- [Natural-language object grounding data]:
= = = =
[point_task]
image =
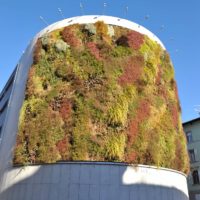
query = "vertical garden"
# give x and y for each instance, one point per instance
(97, 92)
= = = =
- [Work required]: This task calls for the records to be copied exactly, without pictures.

- [Written solution]:
[point_task]
image =
query = "vertical garden"
# give x and y for each instance, one point per instance
(97, 92)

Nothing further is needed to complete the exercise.